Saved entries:

Start of Block

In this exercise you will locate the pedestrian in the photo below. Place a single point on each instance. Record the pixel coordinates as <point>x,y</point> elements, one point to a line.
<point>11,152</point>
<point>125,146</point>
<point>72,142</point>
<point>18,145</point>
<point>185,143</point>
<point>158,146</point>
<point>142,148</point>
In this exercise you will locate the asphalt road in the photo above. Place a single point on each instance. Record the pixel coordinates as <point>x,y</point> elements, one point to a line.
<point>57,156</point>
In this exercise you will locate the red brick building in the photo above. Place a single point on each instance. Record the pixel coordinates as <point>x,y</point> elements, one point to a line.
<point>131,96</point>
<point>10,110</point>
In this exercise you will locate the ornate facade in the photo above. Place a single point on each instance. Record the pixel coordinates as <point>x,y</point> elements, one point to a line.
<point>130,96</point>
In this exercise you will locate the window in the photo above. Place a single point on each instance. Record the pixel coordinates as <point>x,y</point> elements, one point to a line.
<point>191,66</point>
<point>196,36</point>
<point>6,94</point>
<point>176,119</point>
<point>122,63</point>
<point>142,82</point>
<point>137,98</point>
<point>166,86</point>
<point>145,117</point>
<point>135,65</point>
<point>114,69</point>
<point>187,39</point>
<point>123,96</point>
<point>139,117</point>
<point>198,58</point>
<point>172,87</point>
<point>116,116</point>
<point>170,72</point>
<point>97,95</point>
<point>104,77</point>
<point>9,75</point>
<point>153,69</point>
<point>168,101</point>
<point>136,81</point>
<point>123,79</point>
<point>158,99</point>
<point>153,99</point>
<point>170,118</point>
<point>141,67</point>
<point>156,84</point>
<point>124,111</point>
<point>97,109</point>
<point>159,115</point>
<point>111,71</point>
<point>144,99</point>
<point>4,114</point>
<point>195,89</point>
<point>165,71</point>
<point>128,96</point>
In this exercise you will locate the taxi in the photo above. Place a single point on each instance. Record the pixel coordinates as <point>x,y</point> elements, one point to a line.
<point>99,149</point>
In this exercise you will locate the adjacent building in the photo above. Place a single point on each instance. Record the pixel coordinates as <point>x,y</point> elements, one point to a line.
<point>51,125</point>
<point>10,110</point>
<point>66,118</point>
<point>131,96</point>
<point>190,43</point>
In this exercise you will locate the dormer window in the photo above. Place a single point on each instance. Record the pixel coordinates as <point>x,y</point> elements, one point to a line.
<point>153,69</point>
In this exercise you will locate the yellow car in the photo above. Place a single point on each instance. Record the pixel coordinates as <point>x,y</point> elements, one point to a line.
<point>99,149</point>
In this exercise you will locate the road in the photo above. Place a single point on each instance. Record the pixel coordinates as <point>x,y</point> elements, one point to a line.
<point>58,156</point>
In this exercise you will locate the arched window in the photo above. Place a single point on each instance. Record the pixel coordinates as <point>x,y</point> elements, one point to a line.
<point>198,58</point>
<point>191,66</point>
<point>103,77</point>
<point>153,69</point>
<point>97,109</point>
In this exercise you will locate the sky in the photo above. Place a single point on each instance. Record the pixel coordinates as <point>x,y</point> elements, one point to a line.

End of Block

The problem |
Retype the data precisely.

Exercise response |
In this exercise you will locate the pedestrian in the photo below. Place a single point on each instance. Record the pixel coordinates as <point>x,y</point> elements, one point to a line.
<point>11,152</point>
<point>125,146</point>
<point>72,142</point>
<point>18,145</point>
<point>185,143</point>
<point>158,146</point>
<point>142,148</point>
In this exercise you will locate the asphalt road in the photo above. Place a single point on each instance. Record the pixel coordinates as <point>x,y</point> elements, one point to a line.
<point>57,156</point>
In this exercise you will locate the red brick building in the photo above. Place a single point on each instance. Record the pixel coordinates as <point>x,y</point> elements, one point to a line.
<point>131,96</point>
<point>10,110</point>
In this exercise you will locate the ornate facade in the photo above. Place a single point on each instance. Record the pixel coordinates as <point>x,y</point> elements, one point to a line.
<point>130,96</point>
In this exercise you will locate the window in the photo above. Place a single point on each instance. Record the pixel coordinates as <point>x,y</point> elements, one point to a line.
<point>191,66</point>
<point>196,36</point>
<point>6,94</point>
<point>176,119</point>
<point>122,63</point>
<point>142,82</point>
<point>137,98</point>
<point>166,86</point>
<point>145,117</point>
<point>135,65</point>
<point>114,69</point>
<point>187,39</point>
<point>123,96</point>
<point>139,117</point>
<point>198,58</point>
<point>172,87</point>
<point>116,116</point>
<point>170,72</point>
<point>97,95</point>
<point>104,77</point>
<point>9,75</point>
<point>153,69</point>
<point>168,101</point>
<point>136,81</point>
<point>123,79</point>
<point>158,99</point>
<point>153,99</point>
<point>170,118</point>
<point>141,67</point>
<point>156,84</point>
<point>124,111</point>
<point>97,109</point>
<point>159,115</point>
<point>111,71</point>
<point>144,99</point>
<point>4,114</point>
<point>195,89</point>
<point>165,71</point>
<point>128,96</point>
In this exercise you will locate the taxi in the photo above. Place a single point on each instance. Record the pixel coordinates as <point>x,y</point> elements, one point to a line.
<point>99,149</point>
In this exercise you will locate the adjacent building in the photo above. Place a single point on each instance. Record the pixel coordinates as <point>x,y</point> elements, one point to a line.
<point>51,125</point>
<point>10,110</point>
<point>66,118</point>
<point>131,96</point>
<point>190,43</point>
In this exercise you will locate the dormer window in the photo above. Place a single point on each instance. Record the pixel coordinates as <point>x,y</point> elements, one point to a line.
<point>153,69</point>
In this exercise you will locate the yellow car in the photo above. Place a single point on each instance. Record the pixel coordinates as <point>x,y</point> elements, one point to a line.
<point>99,149</point>
In this exercise you will locate the road in the photo above. Place a single point on each instance. Record the pixel coordinates as <point>x,y</point> elements, one point to a line.
<point>58,156</point>
In this exercise you will locate the arched window in the photo above. Place a single point on each instance. Record the pixel coordinates as <point>x,y</point> elements, one point to a line.
<point>198,58</point>
<point>191,66</point>
<point>103,77</point>
<point>153,69</point>
<point>97,109</point>
In this exercise you will locate the sky in the photo above. Place a single point on each instance. Record the pixel coordinates as <point>x,y</point> elements, one point to a line.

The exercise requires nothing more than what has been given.